======== DATA FOR THE TASK

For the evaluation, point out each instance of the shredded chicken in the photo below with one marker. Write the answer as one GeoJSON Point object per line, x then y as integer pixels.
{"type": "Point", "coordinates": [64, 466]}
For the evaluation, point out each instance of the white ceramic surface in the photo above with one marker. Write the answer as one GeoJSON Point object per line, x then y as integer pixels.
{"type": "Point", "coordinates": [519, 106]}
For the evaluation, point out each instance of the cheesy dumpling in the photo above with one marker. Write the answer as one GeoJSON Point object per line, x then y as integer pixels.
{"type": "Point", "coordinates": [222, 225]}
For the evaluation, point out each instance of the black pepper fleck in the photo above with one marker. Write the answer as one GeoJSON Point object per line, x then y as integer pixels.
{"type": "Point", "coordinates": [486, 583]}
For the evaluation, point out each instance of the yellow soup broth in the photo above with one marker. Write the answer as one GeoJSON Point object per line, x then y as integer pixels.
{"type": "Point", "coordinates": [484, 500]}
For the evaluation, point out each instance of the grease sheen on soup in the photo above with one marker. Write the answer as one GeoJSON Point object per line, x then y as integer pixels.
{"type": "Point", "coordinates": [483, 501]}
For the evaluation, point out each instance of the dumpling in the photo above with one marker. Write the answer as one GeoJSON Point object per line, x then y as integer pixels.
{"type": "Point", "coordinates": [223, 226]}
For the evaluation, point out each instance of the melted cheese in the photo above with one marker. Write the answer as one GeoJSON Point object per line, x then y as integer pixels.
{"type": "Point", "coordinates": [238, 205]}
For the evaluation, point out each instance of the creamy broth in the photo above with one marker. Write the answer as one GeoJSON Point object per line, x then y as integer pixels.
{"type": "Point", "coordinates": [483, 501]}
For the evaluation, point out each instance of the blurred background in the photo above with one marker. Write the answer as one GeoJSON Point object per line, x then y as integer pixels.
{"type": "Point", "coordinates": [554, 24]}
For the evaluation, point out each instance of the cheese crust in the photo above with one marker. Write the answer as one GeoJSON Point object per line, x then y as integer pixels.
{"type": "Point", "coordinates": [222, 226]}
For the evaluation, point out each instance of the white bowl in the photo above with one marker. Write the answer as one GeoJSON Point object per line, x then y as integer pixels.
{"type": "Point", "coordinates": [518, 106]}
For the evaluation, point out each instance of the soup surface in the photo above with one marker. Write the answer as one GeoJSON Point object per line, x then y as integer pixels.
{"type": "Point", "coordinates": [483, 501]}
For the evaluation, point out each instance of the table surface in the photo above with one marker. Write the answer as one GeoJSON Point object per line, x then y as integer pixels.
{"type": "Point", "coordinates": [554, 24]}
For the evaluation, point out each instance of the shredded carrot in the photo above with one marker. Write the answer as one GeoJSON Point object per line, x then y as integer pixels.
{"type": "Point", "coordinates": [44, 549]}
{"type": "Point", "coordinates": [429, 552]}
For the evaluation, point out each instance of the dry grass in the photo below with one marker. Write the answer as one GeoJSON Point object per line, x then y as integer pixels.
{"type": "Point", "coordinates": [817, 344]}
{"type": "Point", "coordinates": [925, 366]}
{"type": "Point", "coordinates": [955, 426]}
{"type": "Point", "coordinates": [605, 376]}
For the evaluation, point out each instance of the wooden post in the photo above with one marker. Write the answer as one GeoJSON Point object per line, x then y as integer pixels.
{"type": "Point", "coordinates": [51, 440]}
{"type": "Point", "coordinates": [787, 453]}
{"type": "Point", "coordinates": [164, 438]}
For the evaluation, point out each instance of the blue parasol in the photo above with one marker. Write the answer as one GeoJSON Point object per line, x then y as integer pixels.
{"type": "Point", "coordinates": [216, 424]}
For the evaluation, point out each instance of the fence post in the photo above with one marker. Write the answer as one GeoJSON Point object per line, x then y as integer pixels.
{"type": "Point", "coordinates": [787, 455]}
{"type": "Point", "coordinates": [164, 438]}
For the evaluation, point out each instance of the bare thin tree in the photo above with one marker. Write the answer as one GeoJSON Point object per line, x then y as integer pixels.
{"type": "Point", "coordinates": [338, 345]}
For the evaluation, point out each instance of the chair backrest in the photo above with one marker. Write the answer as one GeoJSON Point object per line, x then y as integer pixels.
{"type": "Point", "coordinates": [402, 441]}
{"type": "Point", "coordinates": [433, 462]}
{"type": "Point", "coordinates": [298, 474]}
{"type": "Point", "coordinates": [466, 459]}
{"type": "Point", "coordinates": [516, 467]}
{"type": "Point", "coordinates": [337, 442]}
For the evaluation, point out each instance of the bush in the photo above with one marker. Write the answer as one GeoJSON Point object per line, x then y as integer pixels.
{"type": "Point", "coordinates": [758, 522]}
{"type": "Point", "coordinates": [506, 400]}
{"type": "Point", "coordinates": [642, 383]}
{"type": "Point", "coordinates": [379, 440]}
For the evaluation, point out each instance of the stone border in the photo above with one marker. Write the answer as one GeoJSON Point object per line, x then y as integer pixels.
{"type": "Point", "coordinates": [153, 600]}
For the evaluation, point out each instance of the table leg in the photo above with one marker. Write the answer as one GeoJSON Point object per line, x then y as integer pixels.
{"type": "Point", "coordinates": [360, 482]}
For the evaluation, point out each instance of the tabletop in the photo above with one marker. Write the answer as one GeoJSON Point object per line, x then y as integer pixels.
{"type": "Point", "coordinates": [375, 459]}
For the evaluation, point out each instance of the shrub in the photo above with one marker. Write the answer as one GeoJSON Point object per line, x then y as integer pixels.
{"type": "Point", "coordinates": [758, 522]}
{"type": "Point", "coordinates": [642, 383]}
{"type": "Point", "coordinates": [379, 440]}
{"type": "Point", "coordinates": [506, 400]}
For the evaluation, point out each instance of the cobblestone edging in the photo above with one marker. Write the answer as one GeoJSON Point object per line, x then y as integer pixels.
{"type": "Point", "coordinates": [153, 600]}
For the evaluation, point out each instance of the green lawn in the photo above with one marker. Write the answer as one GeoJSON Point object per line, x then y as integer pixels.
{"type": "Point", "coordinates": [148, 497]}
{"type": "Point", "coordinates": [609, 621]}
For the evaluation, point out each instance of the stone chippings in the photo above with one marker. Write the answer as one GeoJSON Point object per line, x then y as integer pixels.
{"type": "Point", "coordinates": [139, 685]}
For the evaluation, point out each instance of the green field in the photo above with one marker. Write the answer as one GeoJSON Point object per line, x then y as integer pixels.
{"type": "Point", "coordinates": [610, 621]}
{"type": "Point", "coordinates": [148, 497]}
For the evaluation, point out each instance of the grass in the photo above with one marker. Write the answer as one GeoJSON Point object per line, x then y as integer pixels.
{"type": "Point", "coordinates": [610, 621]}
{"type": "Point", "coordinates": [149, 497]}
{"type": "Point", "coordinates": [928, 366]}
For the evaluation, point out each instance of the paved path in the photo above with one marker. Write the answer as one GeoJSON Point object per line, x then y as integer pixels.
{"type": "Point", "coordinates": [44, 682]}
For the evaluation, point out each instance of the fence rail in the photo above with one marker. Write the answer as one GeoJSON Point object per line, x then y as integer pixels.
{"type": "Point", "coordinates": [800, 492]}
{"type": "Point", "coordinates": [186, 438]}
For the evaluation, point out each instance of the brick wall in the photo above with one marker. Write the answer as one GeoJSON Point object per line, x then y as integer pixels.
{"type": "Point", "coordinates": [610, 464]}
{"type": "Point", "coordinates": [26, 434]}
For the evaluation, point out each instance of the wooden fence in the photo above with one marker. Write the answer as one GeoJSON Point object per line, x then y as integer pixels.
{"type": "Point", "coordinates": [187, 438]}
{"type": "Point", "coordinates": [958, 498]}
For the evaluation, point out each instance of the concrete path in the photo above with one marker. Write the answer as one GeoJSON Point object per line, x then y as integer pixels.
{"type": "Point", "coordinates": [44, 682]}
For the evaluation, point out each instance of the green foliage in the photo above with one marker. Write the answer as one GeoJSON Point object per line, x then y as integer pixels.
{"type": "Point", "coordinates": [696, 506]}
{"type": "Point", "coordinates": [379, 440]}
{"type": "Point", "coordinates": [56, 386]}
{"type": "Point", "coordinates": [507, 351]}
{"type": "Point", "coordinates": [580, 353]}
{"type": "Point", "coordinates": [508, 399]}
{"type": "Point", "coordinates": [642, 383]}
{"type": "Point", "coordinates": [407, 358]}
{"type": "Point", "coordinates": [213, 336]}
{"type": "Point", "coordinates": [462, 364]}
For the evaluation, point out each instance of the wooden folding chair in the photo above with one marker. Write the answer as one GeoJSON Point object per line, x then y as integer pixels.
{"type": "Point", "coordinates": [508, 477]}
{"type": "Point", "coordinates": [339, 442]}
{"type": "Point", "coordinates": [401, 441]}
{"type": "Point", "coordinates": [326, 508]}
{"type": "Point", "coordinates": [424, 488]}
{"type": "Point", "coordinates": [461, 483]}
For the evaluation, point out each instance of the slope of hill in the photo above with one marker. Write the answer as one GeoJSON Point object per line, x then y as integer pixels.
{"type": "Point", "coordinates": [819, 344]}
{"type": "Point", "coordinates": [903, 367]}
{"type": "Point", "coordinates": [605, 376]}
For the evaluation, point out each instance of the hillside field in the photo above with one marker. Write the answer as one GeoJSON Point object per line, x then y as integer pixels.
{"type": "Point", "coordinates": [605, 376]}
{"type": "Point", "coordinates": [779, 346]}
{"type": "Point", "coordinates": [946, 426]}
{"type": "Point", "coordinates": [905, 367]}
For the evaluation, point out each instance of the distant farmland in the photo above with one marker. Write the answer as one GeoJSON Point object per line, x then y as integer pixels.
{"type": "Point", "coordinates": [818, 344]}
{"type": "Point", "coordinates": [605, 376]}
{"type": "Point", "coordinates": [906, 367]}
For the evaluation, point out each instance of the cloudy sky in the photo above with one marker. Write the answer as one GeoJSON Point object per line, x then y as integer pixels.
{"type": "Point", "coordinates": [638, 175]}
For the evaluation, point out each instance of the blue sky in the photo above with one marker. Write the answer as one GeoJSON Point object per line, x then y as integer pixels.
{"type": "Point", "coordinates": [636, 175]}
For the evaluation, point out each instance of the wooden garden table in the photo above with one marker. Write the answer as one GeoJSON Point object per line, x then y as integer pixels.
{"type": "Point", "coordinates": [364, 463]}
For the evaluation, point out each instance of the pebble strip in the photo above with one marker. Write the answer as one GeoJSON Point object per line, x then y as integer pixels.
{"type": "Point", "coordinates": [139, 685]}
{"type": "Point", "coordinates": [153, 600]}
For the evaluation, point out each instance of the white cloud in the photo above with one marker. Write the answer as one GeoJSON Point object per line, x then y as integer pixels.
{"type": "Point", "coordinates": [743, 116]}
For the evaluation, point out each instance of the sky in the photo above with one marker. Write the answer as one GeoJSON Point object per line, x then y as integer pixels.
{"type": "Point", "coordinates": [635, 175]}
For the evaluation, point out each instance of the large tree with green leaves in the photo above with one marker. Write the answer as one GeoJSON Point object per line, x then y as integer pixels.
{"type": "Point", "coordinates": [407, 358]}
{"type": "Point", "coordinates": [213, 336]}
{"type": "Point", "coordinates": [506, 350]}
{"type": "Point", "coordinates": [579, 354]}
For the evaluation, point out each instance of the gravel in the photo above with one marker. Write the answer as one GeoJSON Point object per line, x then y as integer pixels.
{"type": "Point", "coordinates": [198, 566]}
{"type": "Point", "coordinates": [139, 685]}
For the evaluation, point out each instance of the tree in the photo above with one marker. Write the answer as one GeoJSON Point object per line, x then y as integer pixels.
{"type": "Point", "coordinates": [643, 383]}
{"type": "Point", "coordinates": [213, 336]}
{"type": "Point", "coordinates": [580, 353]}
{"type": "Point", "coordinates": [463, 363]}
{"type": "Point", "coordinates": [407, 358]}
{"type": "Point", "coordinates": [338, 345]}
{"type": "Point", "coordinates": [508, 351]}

================

- EXERCISE REQUIREMENTS: In the records above, locate the line that contains "For the evaluation, point out each instance of the white cloud". Repeat it and every line after it, exactly, and nothing else.

- RESULT OF THIS EXERCISE:
For the evaluation, point out each instance of the white cloud in the photo above with one marker. Write the answer as one GeoJSON Point object per line, x then y as integer pixels.
{"type": "Point", "coordinates": [743, 116]}
For the evaluation, point out each instance of the sky in the photo above with one marker. Write the answer as one GeoJSON Point object per line, x then y as integer pixels.
{"type": "Point", "coordinates": [635, 175]}
For the evaluation, point out each instance of the large tree with green leaves in the photo above with one marker. Write the answer as one GeoJSON Point object per line, x then y as integer pixels.
{"type": "Point", "coordinates": [407, 358]}
{"type": "Point", "coordinates": [213, 336]}
{"type": "Point", "coordinates": [506, 350]}
{"type": "Point", "coordinates": [579, 354]}
For the evaluation, point out each instance of the gravel in the photo above with one marker. Write the answer as one GeoJSON Point object per line, x then y as integer pixels.
{"type": "Point", "coordinates": [198, 566]}
{"type": "Point", "coordinates": [139, 685]}
For the evaluation, point out each instance of the tree in the photo above with one marker. Write the answer as one GeoJSON Point object per line, x then y as integer pixels.
{"type": "Point", "coordinates": [643, 383]}
{"type": "Point", "coordinates": [213, 336]}
{"type": "Point", "coordinates": [580, 353]}
{"type": "Point", "coordinates": [463, 363]}
{"type": "Point", "coordinates": [407, 358]}
{"type": "Point", "coordinates": [338, 345]}
{"type": "Point", "coordinates": [508, 351]}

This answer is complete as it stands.